*Text section:*
◇ ◇ ◇ ◇

What is the proper way to use descriptors as fields in Python dataclasses?
Question:
I’ve been playing around with python dataclasses and was wondering: What is the most elegant or most pythonic way to make one or some of the fields descriptors?
In the example below I define a Vector2D class that should be compared on its length.
from dataclasses import dataclass, field
from math import sqrt
@dataclass(order=True)
class Vector2D:
x: int = field(compare=False)
y: int = field(compare=False)
length: int = field(init=False)
def __post_init__(self):
type(self).length = property(lambda s: sqrt(s.x**2+s.y**2))
Vector2D(3,4) > Vector2D(4,1) # True
While this code works, it touches the class every time an instance is created, is there a more readable / less hacky / more intended way to use dataclasses and descriptors together?
Just having length as a property and not a field will work but this means I have to write __lt__
, et.al. by myself.
Another solution I found is equally unappealing:
@dataclass(order=True)
class Vector2D:
x: int = field(compare=False)
y: int = field(compare=False)
length: int = field(init=False)
@property
def length(self):
return sqrt(self.x**2+self.y**2)
@length.setter
def length(self, value):
pass
Introducing a no-op setter is necessary as apparently the dataclass-created init method tries to assign to length even though there isn’t a default value and it explicitly sets init=False
…
Surely there has to be a better way right?
Answers:
Might not answer your exact question, but you mentioned that the reason that you didnt want to have length as a property and a not field was because you would have to
write __lt__
, et.al by myself
While you do have to implement __lt__
by yourself, you can actually get away with implementing just that
from functools import total_ordering
from dataclasses import dataclass, field
from math import sqrt
@total_ordering
@dataclass
class Vector2D:
x: int
y: int
@property
def length(self):
return sqrt(self.x ** 2 + self.y ** 2)
def __lt__(self, other):
if not isinstance(other, Vector2D):
return NotImplemented
return self.length < other.length
def __eq__(self, other):
if not isinstance(other, Vector2D):
return NotImplemented
return self.length == other.length
print(Vector2D(3, 4) > Vector2D(4, 1))

◇ ◇ ◇ ◇

Stored items
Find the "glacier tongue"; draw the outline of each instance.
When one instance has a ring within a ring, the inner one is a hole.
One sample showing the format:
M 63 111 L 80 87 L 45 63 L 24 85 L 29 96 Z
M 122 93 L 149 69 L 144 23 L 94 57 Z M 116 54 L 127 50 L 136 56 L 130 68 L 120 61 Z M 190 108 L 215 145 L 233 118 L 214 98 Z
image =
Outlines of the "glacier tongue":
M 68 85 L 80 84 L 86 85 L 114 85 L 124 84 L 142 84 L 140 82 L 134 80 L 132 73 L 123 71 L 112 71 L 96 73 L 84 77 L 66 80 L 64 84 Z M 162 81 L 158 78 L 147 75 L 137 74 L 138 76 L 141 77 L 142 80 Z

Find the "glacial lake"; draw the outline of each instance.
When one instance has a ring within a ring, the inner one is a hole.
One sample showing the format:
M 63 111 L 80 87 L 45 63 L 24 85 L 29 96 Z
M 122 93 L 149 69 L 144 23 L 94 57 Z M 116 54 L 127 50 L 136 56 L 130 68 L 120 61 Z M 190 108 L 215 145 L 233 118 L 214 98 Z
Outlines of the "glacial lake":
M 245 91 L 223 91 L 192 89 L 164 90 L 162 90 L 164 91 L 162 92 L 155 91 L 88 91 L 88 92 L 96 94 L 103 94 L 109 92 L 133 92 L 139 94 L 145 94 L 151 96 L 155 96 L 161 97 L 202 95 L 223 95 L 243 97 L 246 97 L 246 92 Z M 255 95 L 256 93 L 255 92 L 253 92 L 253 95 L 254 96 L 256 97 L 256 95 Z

◇ ◇ ◇ ◇

*Work to be completed:*
Pull out the passage of the forum thread on dataclass descriptors from "Vector2D(3,4) > Vector2D(4,1)" to "and descriptors together?", copying it word for word. These entries have no connection to the forum thread on dataclass descriptors.

*Answer to this problem:*
Vector2D(3,4) > Vector2D(4,1) # True
While this code works, it touches the class every time an instance is created, is there a more readable / less hacky / more intended way to use dataclasses and descriptors together?